=== Begin Enclosure ===

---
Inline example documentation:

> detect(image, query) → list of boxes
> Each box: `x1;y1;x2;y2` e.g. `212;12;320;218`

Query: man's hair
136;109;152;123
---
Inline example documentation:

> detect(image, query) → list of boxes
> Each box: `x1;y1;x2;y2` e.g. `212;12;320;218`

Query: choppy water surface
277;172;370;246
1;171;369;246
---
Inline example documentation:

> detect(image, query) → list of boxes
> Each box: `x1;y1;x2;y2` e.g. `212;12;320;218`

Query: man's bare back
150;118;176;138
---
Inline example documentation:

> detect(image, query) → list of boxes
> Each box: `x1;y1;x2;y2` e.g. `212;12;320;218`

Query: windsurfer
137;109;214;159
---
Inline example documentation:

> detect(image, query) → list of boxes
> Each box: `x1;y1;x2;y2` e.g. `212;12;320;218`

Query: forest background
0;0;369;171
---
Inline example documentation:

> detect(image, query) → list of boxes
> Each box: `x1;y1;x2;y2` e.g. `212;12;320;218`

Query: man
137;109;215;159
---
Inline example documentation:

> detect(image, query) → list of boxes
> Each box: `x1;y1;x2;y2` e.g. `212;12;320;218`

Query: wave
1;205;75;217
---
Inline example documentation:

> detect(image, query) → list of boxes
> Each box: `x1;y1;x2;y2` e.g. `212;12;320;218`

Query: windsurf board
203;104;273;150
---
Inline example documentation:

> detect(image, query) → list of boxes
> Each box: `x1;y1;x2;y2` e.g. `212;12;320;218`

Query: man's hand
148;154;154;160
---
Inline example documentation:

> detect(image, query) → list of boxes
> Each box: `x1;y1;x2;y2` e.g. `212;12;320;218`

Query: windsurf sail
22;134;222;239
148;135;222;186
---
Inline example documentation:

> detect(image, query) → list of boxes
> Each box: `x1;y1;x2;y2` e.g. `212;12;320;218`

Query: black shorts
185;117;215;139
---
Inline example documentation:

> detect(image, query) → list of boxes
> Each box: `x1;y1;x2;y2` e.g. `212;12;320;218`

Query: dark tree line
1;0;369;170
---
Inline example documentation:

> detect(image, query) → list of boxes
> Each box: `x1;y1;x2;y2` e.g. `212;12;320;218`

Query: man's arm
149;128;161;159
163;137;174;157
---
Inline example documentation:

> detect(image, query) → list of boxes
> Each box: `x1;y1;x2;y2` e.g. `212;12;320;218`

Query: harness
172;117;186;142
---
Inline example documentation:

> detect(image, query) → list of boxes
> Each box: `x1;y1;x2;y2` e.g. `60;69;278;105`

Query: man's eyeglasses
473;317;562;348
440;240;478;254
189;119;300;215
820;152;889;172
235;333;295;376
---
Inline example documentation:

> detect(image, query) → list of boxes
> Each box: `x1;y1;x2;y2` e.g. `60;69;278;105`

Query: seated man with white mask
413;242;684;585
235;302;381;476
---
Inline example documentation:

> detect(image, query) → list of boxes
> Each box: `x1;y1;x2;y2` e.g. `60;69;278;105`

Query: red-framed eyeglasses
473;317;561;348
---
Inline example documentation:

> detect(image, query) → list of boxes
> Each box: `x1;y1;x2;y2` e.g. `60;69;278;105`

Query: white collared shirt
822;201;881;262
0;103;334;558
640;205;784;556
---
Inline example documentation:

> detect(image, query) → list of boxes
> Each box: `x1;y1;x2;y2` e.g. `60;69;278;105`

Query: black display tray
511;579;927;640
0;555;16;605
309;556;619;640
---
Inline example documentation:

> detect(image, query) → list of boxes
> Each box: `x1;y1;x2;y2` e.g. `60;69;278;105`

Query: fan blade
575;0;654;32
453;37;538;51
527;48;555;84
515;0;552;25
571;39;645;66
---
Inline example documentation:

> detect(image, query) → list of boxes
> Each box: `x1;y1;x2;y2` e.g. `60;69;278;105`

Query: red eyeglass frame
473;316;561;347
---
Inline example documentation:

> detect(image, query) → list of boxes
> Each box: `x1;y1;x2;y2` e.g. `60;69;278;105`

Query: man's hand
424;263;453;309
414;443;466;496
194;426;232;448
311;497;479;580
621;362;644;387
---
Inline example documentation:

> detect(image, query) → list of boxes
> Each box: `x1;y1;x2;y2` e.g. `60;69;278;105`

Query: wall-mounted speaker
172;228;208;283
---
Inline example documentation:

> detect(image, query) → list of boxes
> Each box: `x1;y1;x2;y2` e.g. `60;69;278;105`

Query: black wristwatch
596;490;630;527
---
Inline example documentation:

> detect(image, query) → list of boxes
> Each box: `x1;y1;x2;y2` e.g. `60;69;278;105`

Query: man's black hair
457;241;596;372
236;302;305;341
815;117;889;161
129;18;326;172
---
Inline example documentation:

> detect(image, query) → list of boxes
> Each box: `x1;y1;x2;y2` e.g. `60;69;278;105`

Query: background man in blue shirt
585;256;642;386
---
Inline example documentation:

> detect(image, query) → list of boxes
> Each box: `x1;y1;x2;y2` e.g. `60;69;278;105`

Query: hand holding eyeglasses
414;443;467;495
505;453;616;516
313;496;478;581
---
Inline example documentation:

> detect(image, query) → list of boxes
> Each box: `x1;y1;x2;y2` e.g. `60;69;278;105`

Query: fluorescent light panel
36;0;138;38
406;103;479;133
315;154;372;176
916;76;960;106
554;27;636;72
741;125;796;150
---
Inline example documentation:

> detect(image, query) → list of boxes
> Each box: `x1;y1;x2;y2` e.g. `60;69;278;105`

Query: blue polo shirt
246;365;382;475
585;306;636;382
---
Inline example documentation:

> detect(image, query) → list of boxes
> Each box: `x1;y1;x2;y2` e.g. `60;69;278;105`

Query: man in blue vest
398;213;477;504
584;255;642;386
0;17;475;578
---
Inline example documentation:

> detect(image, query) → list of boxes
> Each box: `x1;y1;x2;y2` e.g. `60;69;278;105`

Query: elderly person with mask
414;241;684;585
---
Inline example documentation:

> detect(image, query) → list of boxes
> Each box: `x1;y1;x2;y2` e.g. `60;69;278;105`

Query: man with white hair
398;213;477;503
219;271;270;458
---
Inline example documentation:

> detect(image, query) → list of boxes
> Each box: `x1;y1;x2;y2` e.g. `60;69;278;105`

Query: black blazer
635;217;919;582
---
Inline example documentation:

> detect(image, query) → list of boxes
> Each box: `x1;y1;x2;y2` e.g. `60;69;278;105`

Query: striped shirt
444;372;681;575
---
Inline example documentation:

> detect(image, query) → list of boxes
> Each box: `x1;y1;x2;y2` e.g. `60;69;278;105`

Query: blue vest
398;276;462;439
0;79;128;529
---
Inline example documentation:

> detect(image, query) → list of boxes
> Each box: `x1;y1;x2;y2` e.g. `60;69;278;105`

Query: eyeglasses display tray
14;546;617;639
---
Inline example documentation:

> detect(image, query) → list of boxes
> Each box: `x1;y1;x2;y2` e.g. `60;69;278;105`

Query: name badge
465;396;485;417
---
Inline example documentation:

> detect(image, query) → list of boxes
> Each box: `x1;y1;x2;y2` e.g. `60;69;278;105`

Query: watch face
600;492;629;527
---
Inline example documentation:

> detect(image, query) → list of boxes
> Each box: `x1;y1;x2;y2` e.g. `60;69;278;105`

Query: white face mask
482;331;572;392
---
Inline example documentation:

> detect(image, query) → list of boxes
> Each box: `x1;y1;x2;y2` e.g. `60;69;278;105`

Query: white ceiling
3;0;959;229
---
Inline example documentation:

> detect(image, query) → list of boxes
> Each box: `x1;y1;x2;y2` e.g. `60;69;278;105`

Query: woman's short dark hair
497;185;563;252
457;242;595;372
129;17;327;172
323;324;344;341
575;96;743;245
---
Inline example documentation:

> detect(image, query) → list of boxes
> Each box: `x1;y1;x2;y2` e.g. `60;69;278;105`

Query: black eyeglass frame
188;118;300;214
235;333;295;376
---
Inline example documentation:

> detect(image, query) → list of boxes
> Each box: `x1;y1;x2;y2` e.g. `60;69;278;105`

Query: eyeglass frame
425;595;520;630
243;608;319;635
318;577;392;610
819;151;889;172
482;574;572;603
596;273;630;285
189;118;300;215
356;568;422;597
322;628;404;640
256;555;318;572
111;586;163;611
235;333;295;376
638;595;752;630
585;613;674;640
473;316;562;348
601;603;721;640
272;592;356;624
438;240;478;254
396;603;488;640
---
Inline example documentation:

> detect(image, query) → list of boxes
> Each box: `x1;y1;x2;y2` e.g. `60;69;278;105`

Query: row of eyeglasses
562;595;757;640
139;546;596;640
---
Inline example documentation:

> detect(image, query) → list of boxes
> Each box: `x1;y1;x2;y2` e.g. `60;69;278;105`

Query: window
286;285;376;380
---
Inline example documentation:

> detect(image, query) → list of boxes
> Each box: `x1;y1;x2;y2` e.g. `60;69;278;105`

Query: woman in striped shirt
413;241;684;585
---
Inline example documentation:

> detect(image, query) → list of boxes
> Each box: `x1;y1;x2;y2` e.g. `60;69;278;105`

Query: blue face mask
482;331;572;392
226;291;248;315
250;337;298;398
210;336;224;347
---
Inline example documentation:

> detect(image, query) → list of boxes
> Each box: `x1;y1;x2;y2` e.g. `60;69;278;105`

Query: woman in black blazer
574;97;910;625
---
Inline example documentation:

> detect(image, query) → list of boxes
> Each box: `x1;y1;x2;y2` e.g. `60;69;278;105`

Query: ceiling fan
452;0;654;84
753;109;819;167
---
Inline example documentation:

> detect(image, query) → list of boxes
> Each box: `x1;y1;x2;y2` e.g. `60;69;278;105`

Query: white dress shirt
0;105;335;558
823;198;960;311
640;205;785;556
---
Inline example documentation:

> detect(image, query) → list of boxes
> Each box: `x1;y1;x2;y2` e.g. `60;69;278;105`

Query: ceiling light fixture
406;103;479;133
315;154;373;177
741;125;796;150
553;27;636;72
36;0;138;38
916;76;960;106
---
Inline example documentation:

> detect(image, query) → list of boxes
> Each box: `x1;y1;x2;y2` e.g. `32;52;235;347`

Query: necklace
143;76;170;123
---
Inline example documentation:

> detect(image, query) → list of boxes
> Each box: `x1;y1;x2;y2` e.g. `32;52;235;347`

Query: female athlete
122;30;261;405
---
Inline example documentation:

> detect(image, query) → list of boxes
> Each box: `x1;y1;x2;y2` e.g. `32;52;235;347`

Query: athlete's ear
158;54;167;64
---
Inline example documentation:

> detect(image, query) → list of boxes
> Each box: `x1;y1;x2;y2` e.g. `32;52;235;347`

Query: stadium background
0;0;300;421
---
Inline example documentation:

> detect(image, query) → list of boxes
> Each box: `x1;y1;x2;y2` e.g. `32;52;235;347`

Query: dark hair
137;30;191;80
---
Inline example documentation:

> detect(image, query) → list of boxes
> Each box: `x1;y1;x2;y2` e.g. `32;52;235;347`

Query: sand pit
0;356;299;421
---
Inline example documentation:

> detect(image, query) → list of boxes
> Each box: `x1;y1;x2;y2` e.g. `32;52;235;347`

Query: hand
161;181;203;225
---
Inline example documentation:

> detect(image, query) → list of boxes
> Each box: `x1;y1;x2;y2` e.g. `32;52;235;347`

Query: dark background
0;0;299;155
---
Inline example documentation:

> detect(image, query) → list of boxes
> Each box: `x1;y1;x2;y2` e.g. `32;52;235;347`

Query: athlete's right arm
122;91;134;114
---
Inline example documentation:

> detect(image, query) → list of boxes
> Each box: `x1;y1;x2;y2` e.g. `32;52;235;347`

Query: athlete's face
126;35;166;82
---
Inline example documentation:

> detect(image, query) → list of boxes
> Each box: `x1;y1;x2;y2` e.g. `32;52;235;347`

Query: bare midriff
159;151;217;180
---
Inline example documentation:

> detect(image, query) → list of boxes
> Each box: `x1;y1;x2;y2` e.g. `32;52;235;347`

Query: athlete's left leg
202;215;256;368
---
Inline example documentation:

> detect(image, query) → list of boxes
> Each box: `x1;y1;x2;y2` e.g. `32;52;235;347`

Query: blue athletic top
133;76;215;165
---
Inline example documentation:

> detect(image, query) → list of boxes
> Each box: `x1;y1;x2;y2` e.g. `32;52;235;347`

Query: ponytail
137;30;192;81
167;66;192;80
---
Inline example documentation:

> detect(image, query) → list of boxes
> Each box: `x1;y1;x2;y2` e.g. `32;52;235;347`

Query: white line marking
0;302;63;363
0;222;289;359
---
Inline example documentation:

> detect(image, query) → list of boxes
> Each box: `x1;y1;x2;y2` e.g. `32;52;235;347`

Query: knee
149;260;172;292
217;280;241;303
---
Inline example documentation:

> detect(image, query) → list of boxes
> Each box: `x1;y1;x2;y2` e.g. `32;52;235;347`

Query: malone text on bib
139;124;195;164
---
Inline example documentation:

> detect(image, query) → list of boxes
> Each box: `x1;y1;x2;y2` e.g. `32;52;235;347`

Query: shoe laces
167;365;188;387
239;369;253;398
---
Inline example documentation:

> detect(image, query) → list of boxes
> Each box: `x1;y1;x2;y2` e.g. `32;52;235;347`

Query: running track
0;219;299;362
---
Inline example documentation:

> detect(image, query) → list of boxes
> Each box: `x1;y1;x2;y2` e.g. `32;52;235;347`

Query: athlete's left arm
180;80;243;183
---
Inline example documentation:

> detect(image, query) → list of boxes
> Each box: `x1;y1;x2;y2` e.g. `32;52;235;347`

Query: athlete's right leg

=== End Enclosure ===

_Task instructions_: Your reply should be a verbatim retyping of the lines from the one that holds "Query: knee" through the last line of the entries.

_Response area_:
Query: knee
149;260;172;292
217;280;241;303
---
Inline example documentation:

> detect(image, query) → list of boxes
> Each box: `x1;y1;x2;y2` e.g. `32;52;235;347`

Query: malone text on bib
139;124;195;164
---
Inline example documentation:

> detect(image, query) → list of boxes
> Each box: `x1;y1;x2;y2` e.g. `32;52;235;347`

Query: shoe laces
167;365;188;387
239;369;253;398
---
Inline example documentation:

> detect(image, query) → list of boxes
> Each box: `x1;y1;x2;y2` e.g. `32;52;235;347`

Query: running track
0;219;299;362
---
Inline example documentation:

> detect(image, query) → list of boxes
> Each box: `x1;y1;x2;y2` e.g. `32;52;235;347`

Query: athlete's left arm
180;80;243;183
---
Inline example documentation:

> detect(image, query) → list of boxes
> Each box: `x1;y1;x2;y2` e.g. `32;52;235;347`

Query: athlete's right leg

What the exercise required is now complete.